Testo fornito >>

++++

Pubblichiamo un articolo uscito sul sito Aspen Institute Italia
Le proteste che hanno scosso la Turchia negli ultimi giorni hanno poco a che vedere con gli alberi del parco Gezi. Quella che ha colpito prima Istanbul, e successivamente tutte le città principali della Turchia, sembra essere l’onda lunga dei problemi istituzionali che la Turchia coltiva da decenni: sono problemi che l’AKP, il partito del primo ministro Recep Tayyip Erdogan, ha finora sfruttato a proprio vantaggio e in parte esasperato.
Quando, nell’aprile 2007, Erdogan annunciò la candidatura di Abdullah Gul (una delle figure politiche più importanti all’interno dell’AKP) a presidente della Repubblica, gli ambienti secolaristi insorsero contro quella che percepivano una minaccia ad un bastione istituzionale dell’identità secolare della Repubblica. Quella che un tempo era la posizione del fondatore della Repubblica Mustafa Kemal Ataturk, e che negli anni era stata occupata rigorosamente da generali in pensione o da figure politiche vicine al Kemalismo, era per loro minacciata dalla scelta unilaterale dell’AKP di presentare un candidato dal background islamista.

++++

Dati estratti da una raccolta
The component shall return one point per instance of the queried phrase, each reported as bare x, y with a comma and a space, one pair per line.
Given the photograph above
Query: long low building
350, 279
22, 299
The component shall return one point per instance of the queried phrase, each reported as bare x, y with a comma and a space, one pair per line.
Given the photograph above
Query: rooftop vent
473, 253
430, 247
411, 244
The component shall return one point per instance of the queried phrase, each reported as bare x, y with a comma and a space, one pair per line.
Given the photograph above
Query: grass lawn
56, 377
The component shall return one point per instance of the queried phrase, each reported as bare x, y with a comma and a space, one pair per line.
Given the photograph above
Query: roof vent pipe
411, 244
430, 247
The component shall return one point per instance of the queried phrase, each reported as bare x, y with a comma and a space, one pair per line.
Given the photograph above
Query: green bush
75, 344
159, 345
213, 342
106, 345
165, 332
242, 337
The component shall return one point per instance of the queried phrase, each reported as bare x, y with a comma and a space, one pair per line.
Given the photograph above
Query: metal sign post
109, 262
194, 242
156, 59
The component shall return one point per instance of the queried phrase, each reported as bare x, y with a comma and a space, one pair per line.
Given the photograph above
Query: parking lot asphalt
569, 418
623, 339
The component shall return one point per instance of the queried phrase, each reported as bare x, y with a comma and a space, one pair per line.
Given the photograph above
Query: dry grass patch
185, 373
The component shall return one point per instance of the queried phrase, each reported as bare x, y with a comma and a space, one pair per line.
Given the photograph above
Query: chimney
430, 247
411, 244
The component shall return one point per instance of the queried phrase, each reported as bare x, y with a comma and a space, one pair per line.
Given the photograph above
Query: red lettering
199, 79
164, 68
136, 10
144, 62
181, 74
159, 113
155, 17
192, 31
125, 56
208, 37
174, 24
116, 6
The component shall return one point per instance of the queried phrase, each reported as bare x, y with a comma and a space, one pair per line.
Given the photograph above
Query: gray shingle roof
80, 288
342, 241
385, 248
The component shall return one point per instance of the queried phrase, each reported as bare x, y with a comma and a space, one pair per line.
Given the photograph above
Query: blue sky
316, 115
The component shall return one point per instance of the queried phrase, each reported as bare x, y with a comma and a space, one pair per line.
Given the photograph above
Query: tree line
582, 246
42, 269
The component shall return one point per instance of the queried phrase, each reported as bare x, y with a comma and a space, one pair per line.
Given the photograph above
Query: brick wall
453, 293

++++

Esercizi >>
1 - Nel testo sulle proteste in Turchia, riscrivi il passo da "Quando, nell’aprile 2007, Erdogan" fino a "dal background islamista." incluso, mettendo "capo dello Stato" al posto di "presidente della Repubblica".
2 - Rispondi a queste domande sul testo dedicato alle proteste in Turchia.
(a) Quale città è stata colpita per prima dalle proteste?
(b) Come si chiama il partito del primo ministro Recep Tayyip Erdogan?
(c) In quale mese e anno Erdogan annunciò la candidatura di Abdullah Gul?
Per svolgere gli esercizi i record non servono.

Soluzioni >>
1 -
Quando, nell’aprile 2007, Erdogan annunciò la candidatura di Abdullah Gul (una delle figure politiche più importanti all’interno dell’AKP) a capo dello Stato, gli ambienti secolaristi insorsero contro quella che percepivano una minaccia ad un bastione istituzionale dell’identità secolare della Repubblica. Quella che un tempo era la posizione del fondatore della Repubblica Mustafa Kemal Ataturk, e che negli anni era stata occupata rigorosamente da generali in pensione o da figure politiche vicine al Kemalismo, era per loro minacciata dalla scelta unilaterale dell’AKP di presentare un candidato dal background islamista.

2 -
(a) Istanbul.
(b) AKP.
(c) Aprile 2007.